→ TÂCHES À RÉALISER:
1. Dans l'entretien avec P. Devedjian sur les déficits publics, en quelle année F. Mer dit-il qu'« on sera dans les clous » ?
2. Poursuivez l'entretien avec P. Devedjian sur les déficits publics à la suite de sa dernière réponse.

→ EXTRAIT DU TEXTE:

Fallait-il une loi c'est ça pour les 35 heures ?
- "Ca aussi, dans le domaine social en France, c'est toujours par voie législative alors que dans la plupart des pays européens, c'est par voie contractuelle. "
Politiquement, P. Devedjian, comment cette majorité va-t-elle se tirer d'affaire ? Sachant que nous sommes montrés du doigt à Bruxelles parce que nos déficits sont excessifs. On a beau dire que c'est la faute des 35 heures, il reste que les déficits sont là. Comment ce gouvernement va-t-il se tirer de cette impasse ? En comptant, comme on le dit généralement, sur la reprise économique d'Amérique ?
- "Mais nous redressons les comptes ! C'est un travail de fond qui n'est pas spectaculaire naturellement. Mais le fond du problème, il est simple : c'est la dépense publique. L'Etat dépense trop. Voilà. Il veut tout faire, s'occuper de tout et il fait en général beaucoup de choses mal, il ne fait pas que des choses mal, il fait aussi des choses bien. Mais souvent, il fait les choses mal et à un coût exorbitant. Réduire la voilure de l'Etat, ça prend du temps et en même temps..."
Sur une législature ?
- "Oui, un peu moins. F. Mer a dit : " En 2005, on sera dans les clous. " Il faut nous laisser des délais. La Commission de Bruxelles, elle ne s'est pas indignée quand le gouvernement Jospin a fichu l'argent par les fenêtres au moment de la croissance. Il faut voir : la dépense publique a augmenté de 125 fois le SMIC dans la période Jospin"
C'est une affaire typiquement française ça ?
- "... C'était peut-être le moment d'apurer nos comptes. C'était le moment de régler beaucoup de nos déficits. Pas du tout, on a choisi de s'endetter davantage et de dépenser plus à ce moment-là. "
Je vous trouve très courtois ce matin avec les socialistes, avec l'opposition ?
- "Courtois ? "
Oui.
- "Il n'y a pas de raison de ne pas être courtois, simplement je les mets devant leurs responsabilités. "
Enfin, vous les ménagez ?
- "Non. Non, mais, ce qui est vrai, c'est que maintenant ça nous incombe. Je ne veux pas non plus dire : voilà, il n'y a rien à faire parce que les socialistes nous ont laissé une situation désastreuse. C'est notre responsabilité, mais c'est vrai que l'héritage ça existe malgré tout. Sans faire de polémique, ça existe. "
En 93 déjà ?
- "En 93 aussi. D'ailleurs, c'est classique : les Français nous appellent aux responsabilités quand les caisses sont vides. Et généralement, ils nous renvoient quand on les a remplies. C'est peut-être pour ça qu'on est moins pressé de redresser la situation. "

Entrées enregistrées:
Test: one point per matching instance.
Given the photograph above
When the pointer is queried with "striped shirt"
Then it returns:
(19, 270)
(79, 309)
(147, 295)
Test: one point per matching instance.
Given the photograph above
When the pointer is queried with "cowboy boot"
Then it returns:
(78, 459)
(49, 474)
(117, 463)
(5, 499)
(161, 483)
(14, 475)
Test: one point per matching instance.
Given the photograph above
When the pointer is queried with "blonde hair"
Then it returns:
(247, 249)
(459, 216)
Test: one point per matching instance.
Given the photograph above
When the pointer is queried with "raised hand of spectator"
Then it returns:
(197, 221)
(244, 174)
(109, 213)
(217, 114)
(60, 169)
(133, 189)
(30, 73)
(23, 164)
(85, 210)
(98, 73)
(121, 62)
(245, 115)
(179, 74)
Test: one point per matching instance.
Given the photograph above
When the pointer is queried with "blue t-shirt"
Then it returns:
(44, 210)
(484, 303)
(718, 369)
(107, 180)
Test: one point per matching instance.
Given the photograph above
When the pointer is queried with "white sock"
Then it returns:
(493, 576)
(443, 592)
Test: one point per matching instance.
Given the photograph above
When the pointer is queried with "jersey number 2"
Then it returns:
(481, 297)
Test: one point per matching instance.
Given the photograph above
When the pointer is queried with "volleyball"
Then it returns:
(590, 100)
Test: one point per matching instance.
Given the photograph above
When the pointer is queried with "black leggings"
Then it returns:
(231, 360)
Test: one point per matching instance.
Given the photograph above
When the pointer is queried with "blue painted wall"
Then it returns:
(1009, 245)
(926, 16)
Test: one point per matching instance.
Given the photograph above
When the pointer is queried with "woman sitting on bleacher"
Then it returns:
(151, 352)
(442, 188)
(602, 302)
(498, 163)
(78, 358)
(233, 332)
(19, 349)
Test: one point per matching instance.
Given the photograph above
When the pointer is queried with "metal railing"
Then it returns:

→ RÉPONSES PAR TÂCHE:
1. En 2005.

2.
Vous êtes le ministre des Libertés Locales, P. Devedjian. A ce titre, vous êtes évidemment concerné au premier chef par tous ces aspects de décentralisation. Néanmoins quand on écoute les préoccupations des contribuables, on a l'impression que la seule chose vraiment que les concerne, c'est l'impôt. L'impôt prélevé par l'Etat baisse, globalement, mais l'impôt prélevé par la Collectivité locale, lui, augmente.
- "Il a augmenté, mais là aussi..."
Le département notamment.
- "Il a augmenté, mais là aussi du fait des errements du passé. C'est très simple, ce n'est pas la décentralisation qui a fait augmenter les impôts. D'abord les impôts, ils ont augmenté 2,2 % cette année en taux moyen pondéré pour l'ensemble "
Et très, très peu de l'autre côté alors ?
- "... Et les communes ont été assez raisonnables, elles ont augmenté de 1,6 %. Mais ce sont les départements qui ont beaucoup augmenté 3,9. Donc la moyenne est portée par cela à 2,2. C'est dû au fait que sous le gouvernement précédent, on a transféré - ce n'est pas de la polémique, c'est les comptes - la Prestation autonomie sans l'assortir des financements des financements correspondants. Il y a eu les 35 heures dans la fonction publique, dans les collectivités locales qui ont été rendues obligatoires et cela est responsable de 45 % de l'augmentation. Il faut rendre le même service avec moins d'heure de travail. Donc on a embauché et donc l'embauche est sur la feuille et puis c'est dû aussi au transfert de la responsabilité en matière d'incendie aux départements qui ont vu de ce point de vue là, leurs dépenses s'envoler. "
Oui, donc principe de vases communicants, néanmoins c'est...
- "Aujourd'hui, ça ne peut plus arriver. Parce que grâce à la réforme constitutionnelle, il est interdit - c'est une grande réforme dans notre pays - il est interdit pour l'Etat de passer le mistigri si j'ose dire aux collectivités locales, en leur donnant des compétences sans leur donner l'argent qui va avec. "
C'est la dernière année, c'est la dernière année.
- "C'est la dernière année que ce type de procédé souvent utilisé et particulièrement dans les dernières années, c'est la dernière fois qu'on peut le faire. "
D'un mot, d'un mot parce que là, le temps nous est compté. La campagne des régionales est lancée et en Ile de France, votre candidat J.-F. Copé. Est-ce qu'il y aura une liste UDF ? Est-ce que vous la souhaitez ?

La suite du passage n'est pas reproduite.